▶ _Exercise aim_
With the line containing "Where in this photo can the black t-shirt" as the first line and the last line of the records as the final one, reproduce that range exactly.

▶ _Stored rows_
★ ★ ★ ★

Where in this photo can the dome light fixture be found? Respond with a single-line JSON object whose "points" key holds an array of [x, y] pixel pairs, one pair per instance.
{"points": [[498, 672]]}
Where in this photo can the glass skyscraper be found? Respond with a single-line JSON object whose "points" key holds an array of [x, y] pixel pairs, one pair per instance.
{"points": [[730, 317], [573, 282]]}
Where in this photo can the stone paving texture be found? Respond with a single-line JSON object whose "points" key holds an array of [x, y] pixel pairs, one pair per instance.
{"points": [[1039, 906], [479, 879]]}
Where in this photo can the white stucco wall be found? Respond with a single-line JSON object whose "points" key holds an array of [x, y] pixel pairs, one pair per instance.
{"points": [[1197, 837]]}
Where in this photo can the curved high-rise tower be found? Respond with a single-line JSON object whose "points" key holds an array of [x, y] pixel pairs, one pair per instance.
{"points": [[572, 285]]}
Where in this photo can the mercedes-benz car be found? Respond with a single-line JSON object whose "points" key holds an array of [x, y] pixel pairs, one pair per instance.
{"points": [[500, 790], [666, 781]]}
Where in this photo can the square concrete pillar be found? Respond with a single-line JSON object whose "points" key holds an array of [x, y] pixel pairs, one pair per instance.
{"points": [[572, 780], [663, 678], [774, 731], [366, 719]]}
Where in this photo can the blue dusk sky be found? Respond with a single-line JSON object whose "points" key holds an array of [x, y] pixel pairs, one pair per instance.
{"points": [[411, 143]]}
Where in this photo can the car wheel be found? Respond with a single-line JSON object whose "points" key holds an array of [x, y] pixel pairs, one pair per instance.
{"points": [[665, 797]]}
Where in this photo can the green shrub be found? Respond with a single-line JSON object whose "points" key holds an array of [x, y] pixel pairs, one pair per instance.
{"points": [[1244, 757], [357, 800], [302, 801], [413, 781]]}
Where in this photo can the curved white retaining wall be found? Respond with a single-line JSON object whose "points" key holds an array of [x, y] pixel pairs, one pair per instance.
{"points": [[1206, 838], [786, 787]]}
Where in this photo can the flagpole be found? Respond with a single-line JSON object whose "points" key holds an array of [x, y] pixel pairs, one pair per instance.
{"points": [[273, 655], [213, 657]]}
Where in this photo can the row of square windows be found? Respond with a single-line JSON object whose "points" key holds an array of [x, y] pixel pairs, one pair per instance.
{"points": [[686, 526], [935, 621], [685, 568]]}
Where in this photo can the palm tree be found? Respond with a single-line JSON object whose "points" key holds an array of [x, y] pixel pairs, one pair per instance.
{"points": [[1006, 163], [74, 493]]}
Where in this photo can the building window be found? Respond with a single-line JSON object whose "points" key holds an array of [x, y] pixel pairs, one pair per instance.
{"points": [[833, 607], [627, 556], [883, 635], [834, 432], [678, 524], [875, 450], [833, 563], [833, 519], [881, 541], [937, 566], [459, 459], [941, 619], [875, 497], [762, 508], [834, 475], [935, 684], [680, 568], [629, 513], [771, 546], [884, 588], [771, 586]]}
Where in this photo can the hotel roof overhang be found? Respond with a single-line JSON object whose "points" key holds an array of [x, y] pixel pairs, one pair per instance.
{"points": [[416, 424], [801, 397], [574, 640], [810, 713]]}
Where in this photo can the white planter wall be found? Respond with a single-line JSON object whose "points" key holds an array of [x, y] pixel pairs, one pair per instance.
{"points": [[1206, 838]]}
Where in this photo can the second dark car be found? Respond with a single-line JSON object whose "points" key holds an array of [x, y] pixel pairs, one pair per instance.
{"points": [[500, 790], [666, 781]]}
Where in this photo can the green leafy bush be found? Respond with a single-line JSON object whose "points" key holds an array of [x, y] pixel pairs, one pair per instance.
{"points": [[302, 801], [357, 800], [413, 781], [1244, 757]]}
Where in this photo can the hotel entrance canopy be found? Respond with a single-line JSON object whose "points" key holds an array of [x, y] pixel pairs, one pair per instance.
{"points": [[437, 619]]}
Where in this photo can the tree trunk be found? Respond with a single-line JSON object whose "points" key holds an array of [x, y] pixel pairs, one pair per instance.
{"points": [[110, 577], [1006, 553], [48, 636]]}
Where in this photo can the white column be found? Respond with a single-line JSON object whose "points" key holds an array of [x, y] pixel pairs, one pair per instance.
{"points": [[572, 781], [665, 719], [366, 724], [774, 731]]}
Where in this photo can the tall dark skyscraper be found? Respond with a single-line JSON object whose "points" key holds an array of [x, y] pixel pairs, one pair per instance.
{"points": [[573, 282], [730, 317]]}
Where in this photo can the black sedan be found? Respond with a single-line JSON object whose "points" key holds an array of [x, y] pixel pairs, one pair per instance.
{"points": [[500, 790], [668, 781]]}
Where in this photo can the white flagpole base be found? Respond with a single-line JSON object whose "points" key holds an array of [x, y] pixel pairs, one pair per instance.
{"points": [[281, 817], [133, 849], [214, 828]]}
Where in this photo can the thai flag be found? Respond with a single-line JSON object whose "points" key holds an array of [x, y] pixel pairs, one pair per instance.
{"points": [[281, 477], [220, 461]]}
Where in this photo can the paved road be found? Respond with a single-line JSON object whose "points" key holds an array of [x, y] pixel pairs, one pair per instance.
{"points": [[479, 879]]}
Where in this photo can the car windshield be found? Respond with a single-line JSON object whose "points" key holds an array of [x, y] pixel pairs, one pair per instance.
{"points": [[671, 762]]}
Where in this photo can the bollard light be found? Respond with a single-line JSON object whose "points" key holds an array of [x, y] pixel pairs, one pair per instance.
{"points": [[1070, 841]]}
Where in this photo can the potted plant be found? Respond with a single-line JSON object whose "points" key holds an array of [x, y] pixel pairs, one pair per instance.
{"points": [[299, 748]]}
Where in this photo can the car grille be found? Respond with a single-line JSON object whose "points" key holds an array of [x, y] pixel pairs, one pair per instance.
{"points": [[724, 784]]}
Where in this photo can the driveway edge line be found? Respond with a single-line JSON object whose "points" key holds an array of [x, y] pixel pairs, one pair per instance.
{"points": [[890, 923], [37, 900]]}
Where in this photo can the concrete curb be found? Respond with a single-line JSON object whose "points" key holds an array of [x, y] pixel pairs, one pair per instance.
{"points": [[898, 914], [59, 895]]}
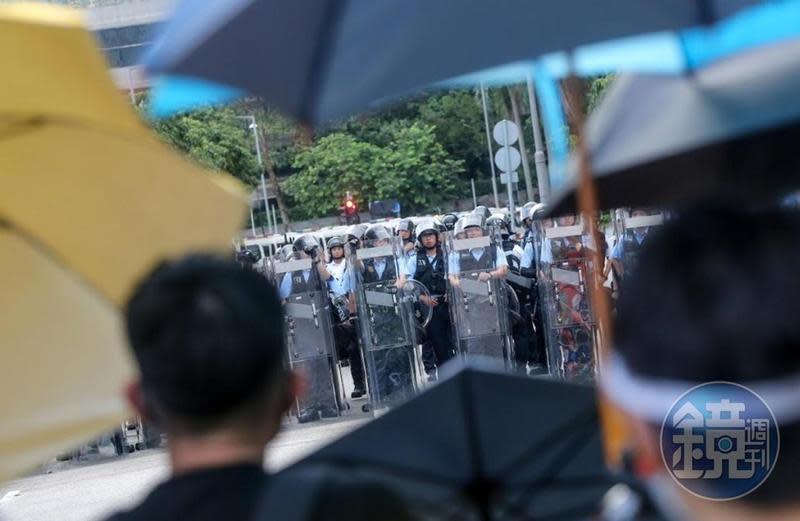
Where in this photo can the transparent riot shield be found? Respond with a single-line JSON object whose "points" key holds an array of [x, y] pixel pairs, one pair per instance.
{"points": [[565, 271], [478, 302], [633, 234], [387, 314], [309, 336]]}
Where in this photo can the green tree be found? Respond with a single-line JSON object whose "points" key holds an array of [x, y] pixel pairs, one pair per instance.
{"points": [[596, 90], [216, 139], [418, 171], [458, 119], [335, 164], [413, 168]]}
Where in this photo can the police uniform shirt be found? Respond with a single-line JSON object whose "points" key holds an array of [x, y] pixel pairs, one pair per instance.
{"points": [[477, 254], [618, 252], [412, 263], [380, 263], [339, 283], [286, 283], [527, 258]]}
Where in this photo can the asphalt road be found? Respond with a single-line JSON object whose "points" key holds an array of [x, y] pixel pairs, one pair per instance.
{"points": [[89, 490]]}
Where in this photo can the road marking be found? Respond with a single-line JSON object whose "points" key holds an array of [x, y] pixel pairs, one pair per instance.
{"points": [[10, 494]]}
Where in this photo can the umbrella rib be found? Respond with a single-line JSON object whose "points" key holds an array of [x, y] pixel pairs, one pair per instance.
{"points": [[548, 476], [322, 50], [398, 471], [473, 437], [554, 435], [51, 254]]}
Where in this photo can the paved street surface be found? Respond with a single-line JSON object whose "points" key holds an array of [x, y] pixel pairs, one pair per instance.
{"points": [[86, 491]]}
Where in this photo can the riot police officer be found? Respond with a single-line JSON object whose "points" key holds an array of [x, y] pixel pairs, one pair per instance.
{"points": [[344, 331], [483, 212], [520, 314], [491, 260], [449, 221], [309, 330], [388, 341], [427, 265], [477, 292], [625, 253], [405, 230]]}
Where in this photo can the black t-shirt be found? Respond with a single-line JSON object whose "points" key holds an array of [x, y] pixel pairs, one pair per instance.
{"points": [[221, 493]]}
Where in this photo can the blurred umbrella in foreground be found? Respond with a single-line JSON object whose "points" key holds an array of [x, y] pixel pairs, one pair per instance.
{"points": [[728, 131], [90, 201], [482, 444], [320, 60]]}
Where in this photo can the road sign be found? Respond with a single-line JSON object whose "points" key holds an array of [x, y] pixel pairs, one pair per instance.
{"points": [[514, 178], [506, 132], [507, 159]]}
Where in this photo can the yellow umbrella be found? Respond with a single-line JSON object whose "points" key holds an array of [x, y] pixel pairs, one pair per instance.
{"points": [[89, 202]]}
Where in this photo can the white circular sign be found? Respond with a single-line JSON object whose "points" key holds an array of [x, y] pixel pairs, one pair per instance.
{"points": [[506, 132], [507, 159]]}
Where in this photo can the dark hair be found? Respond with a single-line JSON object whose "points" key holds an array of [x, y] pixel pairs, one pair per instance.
{"points": [[714, 298], [208, 337]]}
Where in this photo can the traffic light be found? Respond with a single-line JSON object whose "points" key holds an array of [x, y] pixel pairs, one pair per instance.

★ ★ ★ ★

▶ _Exercise answer_
Where in this photo can the black t-shirt be found? Respond with a single-line JSON object whose "points" key holds an array of [x, y] pixel pairs, one pair per instance.
{"points": [[221, 493]]}
Where in this photo can the blurred umbrella in foreground be found? Respond with a single-line JSON object whose "points" key holds an array of [x, y] pixel pairs, one pair per instance.
{"points": [[728, 131], [90, 201], [482, 444], [320, 60]]}
Where in this photo can the road sign be found? Respond with a single-line JSON object whose "points" key holds an array of [x, y] pixel pairs, one pair per instance.
{"points": [[514, 178], [506, 132], [507, 159]]}
Where in this photo can the yellow umbrella be found? Respond with a single-line JSON object whose "points" key holds an array of [x, y] pixel pairs, one pair per instance.
{"points": [[89, 202]]}
Where in this photo can the white circular sign be found? Respond with a single-line JSON object whose "points" key holds an array of [x, y] pixel pairs, one pair per instance.
{"points": [[506, 132], [507, 159]]}
Where in this photo can the dark hair be found? Respond with a single-line JSON object whose "points" key holds an array of [x, y] pixel pairs, one pair per instance.
{"points": [[714, 298], [208, 337]]}
Where in this photo can the traffic light be found? Respond with a single-line JSON object whose "points" key holds an array of [x, y] pixel pairs, one pair per instance.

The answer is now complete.